» **Task requirements**:
#1 In the OpenAI spending text, rewrite the stretch from "OpenAI CEO Sam" through "shares is insatiable.", changing "critics" to "skeptics".
#2 Decide whether each statement agrees with the OpenAI spending text, answering yes or no and quoting the deciding words: (a) OpenAI's spending commitments are given as $1.4 trillion. (b) Altman describes OpenAI's revenue as flat. (c) Altman rules out any chance that OpenAI's bet could fail.

» **Text shown**:
-- Opening Marker --

OpenAI CEO Sam Altman says he’s had enough of critics questioning the sustainability of the AI giant’s $13 billion revenue against its $1.4 trillion spending commitments.
In a new interview with Brad Gerstner on the Bg2 Pod, OpenAI chief executive Sam Altman defends the company’s aggressive spending posture and future growth path, arguing that the market continues to underestimate the scale of value creation ahead.
He says the company is generating much more revenue than what headlines suggest and that demand for OpenAI shares is insatiable.
“First of all. We’re doing well more revenue than that. Second of all, Brad, if you want to sell your shares, I’ll find you a buyer. I just, enough. I think there are a lot of people who would love to buy OpenAI shares. I think people who talk with a lot of breathless concern about our compute stuff or whatever, they would be thrilled to buy shares. So I think we could sell your shares or anybody else’s to some of the people who are making the most noise on Twitter about this very quickly.”
Altman takes his argument up a notch, saying doubters are giving him motivation to go public so he can watch OpenAI bears suffer.
“There are not many times that I want to be a public company, but one of the rare times it’s appealing is when those people are writing these ridiculous OpenAI is about to go out of business. I would love to tell them they could just short the stock, and I would love to see them get burned on that.”
Altman says OpenAI’s capital expenditures and rapid model iteration are linked to major product bets, including ambitions to become a leading AI cloud provider and build consumer hardware.
“We do plan for revenue to grow steeply. Revenue is growing steeply. We are taking a forward bet that it’s going to continue to grow and that not only will ChatGPT keep growing, but we will be able to become one of the important AI clouds, that our consumer device business will be a significant and important thing, that AI that can automate science will create huge value.”
But Altman says there’s a chance that his vision may not come to fruition.
“We might screw it up. This is the bet that we’re making, and we’re taking a risk along with that. A certain risk is if we don’t have the compute, we will not be able to generate the revenue or make the models at this kind of scale.”

-- Closing Marker --

[Dataset entries]
-- Opening Marker --

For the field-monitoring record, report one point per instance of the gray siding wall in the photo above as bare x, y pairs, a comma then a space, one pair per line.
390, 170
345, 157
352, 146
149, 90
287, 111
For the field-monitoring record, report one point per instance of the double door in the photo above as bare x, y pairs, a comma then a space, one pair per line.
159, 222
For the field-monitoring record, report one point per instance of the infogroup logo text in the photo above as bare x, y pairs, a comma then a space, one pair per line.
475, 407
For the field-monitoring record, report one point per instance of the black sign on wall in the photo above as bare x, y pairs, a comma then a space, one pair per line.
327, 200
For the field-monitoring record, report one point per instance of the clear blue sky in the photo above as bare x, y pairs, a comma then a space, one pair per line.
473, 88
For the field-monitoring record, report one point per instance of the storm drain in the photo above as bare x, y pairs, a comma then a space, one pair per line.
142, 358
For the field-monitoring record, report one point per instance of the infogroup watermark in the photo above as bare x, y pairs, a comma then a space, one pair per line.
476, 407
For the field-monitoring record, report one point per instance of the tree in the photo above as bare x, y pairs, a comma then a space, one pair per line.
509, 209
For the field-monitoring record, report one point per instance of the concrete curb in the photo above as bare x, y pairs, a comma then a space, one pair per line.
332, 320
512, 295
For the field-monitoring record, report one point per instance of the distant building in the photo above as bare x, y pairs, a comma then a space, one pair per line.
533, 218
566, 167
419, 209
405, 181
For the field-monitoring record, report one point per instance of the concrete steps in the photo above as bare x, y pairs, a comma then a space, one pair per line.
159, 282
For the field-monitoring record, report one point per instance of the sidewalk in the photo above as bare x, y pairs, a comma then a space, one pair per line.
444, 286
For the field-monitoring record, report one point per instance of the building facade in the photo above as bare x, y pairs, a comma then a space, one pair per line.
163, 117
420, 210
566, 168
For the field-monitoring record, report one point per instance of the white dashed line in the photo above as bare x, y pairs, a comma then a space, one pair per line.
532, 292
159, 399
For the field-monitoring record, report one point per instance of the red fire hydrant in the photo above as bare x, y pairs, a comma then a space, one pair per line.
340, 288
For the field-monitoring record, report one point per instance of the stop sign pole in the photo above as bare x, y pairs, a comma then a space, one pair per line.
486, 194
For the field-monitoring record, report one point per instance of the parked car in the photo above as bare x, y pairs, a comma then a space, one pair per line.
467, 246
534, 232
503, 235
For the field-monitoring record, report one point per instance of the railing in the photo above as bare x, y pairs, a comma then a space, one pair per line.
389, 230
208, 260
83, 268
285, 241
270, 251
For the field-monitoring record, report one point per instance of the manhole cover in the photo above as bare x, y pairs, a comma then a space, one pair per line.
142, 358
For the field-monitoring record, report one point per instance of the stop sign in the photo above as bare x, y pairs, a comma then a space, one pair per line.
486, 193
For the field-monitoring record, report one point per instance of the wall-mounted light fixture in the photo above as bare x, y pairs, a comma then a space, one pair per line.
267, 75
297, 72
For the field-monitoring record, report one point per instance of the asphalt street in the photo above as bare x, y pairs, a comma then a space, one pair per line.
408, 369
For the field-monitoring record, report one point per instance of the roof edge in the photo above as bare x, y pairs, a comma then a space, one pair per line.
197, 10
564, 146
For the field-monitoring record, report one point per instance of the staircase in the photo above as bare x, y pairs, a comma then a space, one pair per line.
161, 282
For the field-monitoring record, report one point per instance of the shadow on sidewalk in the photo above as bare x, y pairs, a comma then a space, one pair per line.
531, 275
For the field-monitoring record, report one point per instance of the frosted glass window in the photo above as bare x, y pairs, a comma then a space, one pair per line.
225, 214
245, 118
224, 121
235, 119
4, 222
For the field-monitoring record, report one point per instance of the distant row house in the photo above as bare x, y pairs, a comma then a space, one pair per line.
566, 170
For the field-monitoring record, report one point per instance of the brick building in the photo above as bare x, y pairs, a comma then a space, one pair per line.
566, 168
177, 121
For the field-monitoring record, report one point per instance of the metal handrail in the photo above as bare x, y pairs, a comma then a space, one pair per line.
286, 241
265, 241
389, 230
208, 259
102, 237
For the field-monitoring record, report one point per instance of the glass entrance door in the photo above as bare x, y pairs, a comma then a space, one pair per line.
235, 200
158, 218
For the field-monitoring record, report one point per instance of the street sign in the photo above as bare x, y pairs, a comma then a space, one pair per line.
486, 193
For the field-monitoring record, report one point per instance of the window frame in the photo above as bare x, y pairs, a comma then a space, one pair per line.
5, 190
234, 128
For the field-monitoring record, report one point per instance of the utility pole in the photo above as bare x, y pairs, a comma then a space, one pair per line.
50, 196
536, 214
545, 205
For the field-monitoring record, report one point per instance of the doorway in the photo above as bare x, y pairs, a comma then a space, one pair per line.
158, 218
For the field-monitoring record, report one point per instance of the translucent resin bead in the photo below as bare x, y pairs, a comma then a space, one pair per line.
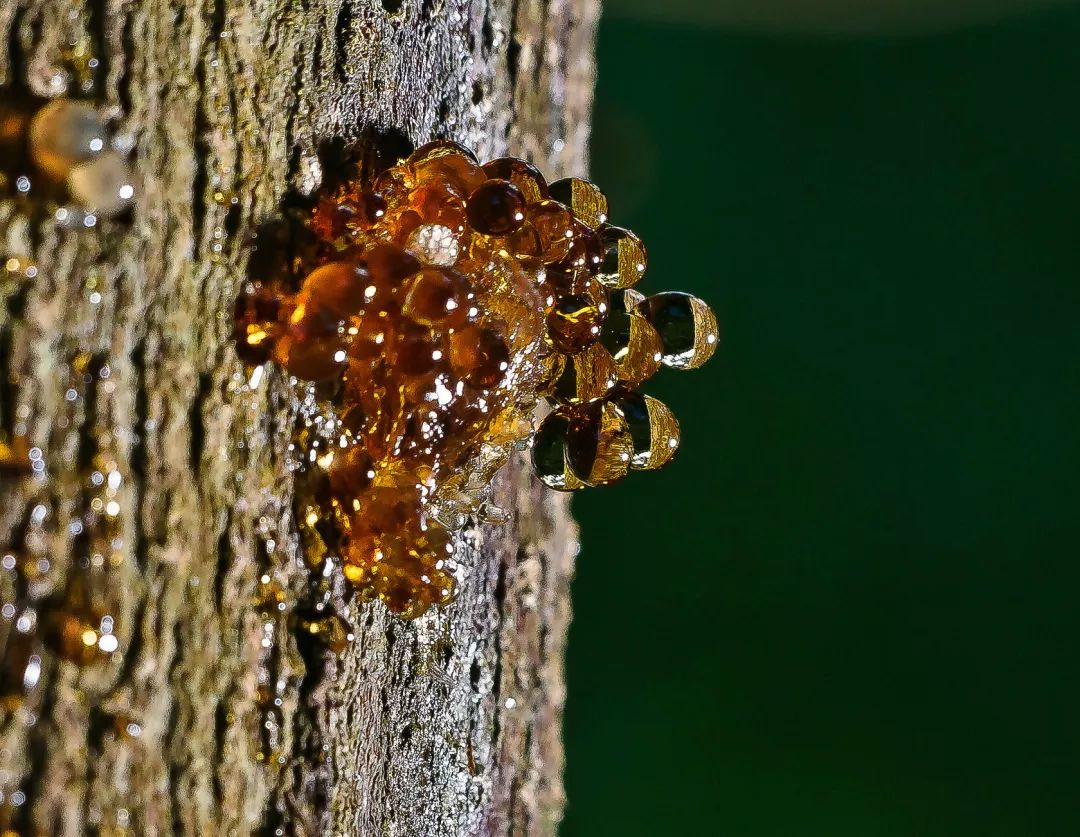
448, 161
496, 207
575, 322
634, 345
547, 234
598, 444
623, 258
436, 296
550, 454
653, 429
339, 288
526, 177
480, 355
588, 376
686, 325
586, 201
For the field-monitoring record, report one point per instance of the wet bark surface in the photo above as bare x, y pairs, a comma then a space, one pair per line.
216, 714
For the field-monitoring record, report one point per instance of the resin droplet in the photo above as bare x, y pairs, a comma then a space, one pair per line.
623, 259
686, 325
547, 234
598, 445
585, 199
496, 207
550, 454
586, 376
652, 428
634, 345
526, 177
574, 324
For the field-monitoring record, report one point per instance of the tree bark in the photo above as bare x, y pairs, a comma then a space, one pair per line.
216, 715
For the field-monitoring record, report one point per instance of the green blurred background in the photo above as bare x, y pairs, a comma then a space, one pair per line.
849, 606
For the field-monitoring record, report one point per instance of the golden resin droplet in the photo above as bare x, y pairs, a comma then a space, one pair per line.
652, 428
550, 454
598, 445
585, 200
686, 325
634, 346
623, 259
586, 376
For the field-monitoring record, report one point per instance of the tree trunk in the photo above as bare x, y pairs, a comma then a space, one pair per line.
216, 714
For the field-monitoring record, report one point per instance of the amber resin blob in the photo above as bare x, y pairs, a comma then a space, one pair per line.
430, 306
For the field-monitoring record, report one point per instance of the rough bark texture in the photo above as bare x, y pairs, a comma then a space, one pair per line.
445, 726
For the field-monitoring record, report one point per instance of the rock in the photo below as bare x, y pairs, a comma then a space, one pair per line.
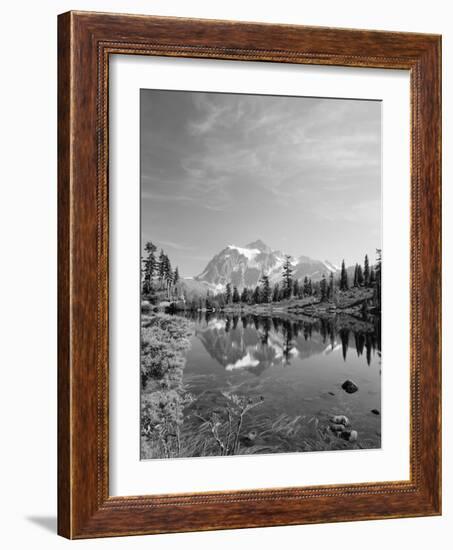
336, 428
340, 419
349, 386
252, 435
349, 435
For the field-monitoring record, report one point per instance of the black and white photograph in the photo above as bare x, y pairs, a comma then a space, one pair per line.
261, 261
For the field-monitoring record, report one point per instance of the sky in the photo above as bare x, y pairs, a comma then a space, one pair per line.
302, 174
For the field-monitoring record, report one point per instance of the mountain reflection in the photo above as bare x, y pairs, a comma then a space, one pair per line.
256, 343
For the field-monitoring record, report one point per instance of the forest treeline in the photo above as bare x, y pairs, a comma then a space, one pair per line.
159, 278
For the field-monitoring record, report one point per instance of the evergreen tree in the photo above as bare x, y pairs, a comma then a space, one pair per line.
256, 297
359, 275
356, 276
161, 266
236, 297
287, 277
343, 277
378, 272
208, 301
149, 267
323, 288
176, 276
307, 291
228, 293
245, 295
265, 289
330, 290
168, 273
366, 271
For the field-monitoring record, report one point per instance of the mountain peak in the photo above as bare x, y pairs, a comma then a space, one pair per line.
260, 245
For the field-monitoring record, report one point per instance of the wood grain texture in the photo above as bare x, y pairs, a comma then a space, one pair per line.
86, 41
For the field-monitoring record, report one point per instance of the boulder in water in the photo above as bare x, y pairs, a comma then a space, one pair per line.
340, 419
349, 435
349, 386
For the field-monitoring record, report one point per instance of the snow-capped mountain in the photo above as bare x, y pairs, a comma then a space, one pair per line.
244, 266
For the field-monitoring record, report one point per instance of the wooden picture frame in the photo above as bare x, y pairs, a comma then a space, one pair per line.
85, 42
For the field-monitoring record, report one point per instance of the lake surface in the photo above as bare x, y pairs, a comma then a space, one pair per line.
296, 366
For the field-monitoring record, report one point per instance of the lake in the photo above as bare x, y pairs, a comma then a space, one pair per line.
296, 366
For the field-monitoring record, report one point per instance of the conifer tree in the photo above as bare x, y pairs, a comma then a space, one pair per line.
149, 267
256, 297
161, 266
306, 287
245, 295
356, 276
236, 297
343, 277
265, 289
228, 293
359, 275
378, 272
176, 276
366, 271
330, 290
323, 288
287, 277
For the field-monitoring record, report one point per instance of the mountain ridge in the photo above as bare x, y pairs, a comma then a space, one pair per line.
243, 266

-- Closing Marker --

» **Answers below**:
#1
OpenAI CEO Sam Altman says he’s had enough of skeptics questioning the sustainability of the AI giant’s $13 billion revenue against its $1.4 trillion spending commitments.
In a new interview with Brad Gerstner on the Bg2 Pod, OpenAI chief executive Sam Altman defends the company’s aggressive spending posture and future growth path, arguing that the market continues to underestimate the scale of value creation ahead.
He says the company is generating much more revenue than what headlines suggest and that demand for OpenAI shares is insatiable.

#2
(a) Yes: "its $1.4 trillion spending commitments"
(b) No: "Revenue is growing steeply."
(c) No: "We might screw it up."